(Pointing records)
[Start]

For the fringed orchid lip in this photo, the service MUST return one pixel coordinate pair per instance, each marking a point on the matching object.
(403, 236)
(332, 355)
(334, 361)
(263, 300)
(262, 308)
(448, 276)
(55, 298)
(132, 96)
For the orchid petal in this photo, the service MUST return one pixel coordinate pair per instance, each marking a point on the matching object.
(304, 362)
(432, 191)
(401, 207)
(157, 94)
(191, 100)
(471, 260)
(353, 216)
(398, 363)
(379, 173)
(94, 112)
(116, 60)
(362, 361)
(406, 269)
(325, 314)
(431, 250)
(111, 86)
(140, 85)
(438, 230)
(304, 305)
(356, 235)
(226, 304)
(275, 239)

[End]

**Short problem:** Print the records once more, exactly as they were given.

**Response to this exercise:**
For the fringed orchid lip in this photo, the service MUST return one pixel coordinate pair per instance, each marking a point on the matching object.
(403, 236)
(332, 355)
(334, 361)
(263, 300)
(262, 308)
(448, 276)
(55, 298)
(132, 96)
For the orchid petal in this photo, the service MUST return one pixel coordinate pair per instance, each marking a point on the matching object.
(304, 362)
(432, 191)
(401, 207)
(157, 94)
(191, 100)
(471, 260)
(353, 216)
(398, 363)
(379, 173)
(94, 112)
(116, 60)
(362, 361)
(406, 269)
(325, 314)
(431, 250)
(111, 86)
(140, 85)
(438, 230)
(304, 305)
(356, 235)
(226, 304)
(275, 239)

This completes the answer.